Required work: Transcribe the records below exactly.

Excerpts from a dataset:
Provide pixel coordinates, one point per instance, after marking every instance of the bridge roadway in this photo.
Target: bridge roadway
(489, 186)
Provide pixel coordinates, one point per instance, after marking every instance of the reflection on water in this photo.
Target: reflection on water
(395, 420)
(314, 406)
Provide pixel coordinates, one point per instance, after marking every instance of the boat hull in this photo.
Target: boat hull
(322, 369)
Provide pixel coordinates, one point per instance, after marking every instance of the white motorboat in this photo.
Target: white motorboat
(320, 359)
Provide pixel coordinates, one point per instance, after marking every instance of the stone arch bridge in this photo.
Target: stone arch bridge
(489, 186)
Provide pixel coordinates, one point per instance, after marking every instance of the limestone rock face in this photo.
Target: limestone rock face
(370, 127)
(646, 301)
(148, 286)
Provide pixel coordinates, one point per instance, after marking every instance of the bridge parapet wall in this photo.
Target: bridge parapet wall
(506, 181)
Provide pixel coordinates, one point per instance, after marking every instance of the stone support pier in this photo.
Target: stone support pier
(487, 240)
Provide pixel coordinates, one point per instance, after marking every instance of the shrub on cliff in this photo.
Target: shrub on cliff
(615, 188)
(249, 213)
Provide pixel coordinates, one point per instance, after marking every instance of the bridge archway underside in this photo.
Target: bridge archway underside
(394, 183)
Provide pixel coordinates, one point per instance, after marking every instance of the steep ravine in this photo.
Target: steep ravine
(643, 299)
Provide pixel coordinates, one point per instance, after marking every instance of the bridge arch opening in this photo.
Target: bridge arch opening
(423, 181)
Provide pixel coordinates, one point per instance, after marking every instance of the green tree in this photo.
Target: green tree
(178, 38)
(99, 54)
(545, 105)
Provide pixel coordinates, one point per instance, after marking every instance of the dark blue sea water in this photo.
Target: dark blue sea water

Finished exercise:
Provide pixel coordinates, one point per instance, after marking every instance of the bridge roadway in this photo.
Target: bridge roadway
(489, 186)
Provide pixel coordinates, one point per instance, after marking every instance of the reflection on water in this photo.
Target: reflection on water
(395, 420)
(314, 406)
Provide pixel coordinates, one point per instance, after marking every instance of the boat hull in this photo.
Target: boat hull
(322, 369)
Provide pixel coordinates, one point per instance, after marking every instance of the white motorboat in this photo.
Target: white motorboat
(320, 359)
Provide pixel coordinates, one point per instance, after marking every instance of the stone arch bridge in this photo.
Target: stone arch bridge
(489, 186)
Provide pixel coordinates, one point per instance, after marking every instance of the limestone rock face in this photo.
Target: limestone rock face
(370, 127)
(646, 301)
(148, 286)
Provide pixel coordinates, one point per instance, after marking every instance of the bridge parapet wall in this photo.
Target: bridge parapet wall
(506, 181)
Provide pixel coordinates, one point per instance, after marking every instance of the stone support pier in this photo.
Target: stone support pier
(487, 240)
Provide pixel coordinates, one point per instance, after marking every instance of the shrub on cliff in this photo.
Target: shrub on cliff
(615, 188)
(249, 213)
Provide pixel coordinates, one point per instance, after marking every instance of the bridge archway underside in this photo.
Target: bridge archway underside
(394, 183)
Provide pixel coordinates, one point per instance, after marking every instance of the steep ravine in this photo.
Target: steep ravine
(643, 299)
Provide pixel coordinates, one point per instance, after marking every instance of the bridge arch opening in this photo.
Target: bridge arch opening
(423, 181)
Provide pixel coordinates, one point per instance, after marking every instance of the green tree in this photo.
Target: green tree
(178, 38)
(99, 54)
(545, 105)
Provide pixel coordinates, one point per instance, after marking every instance of the dark blue sea water in this photo.
Target: dark blue sea water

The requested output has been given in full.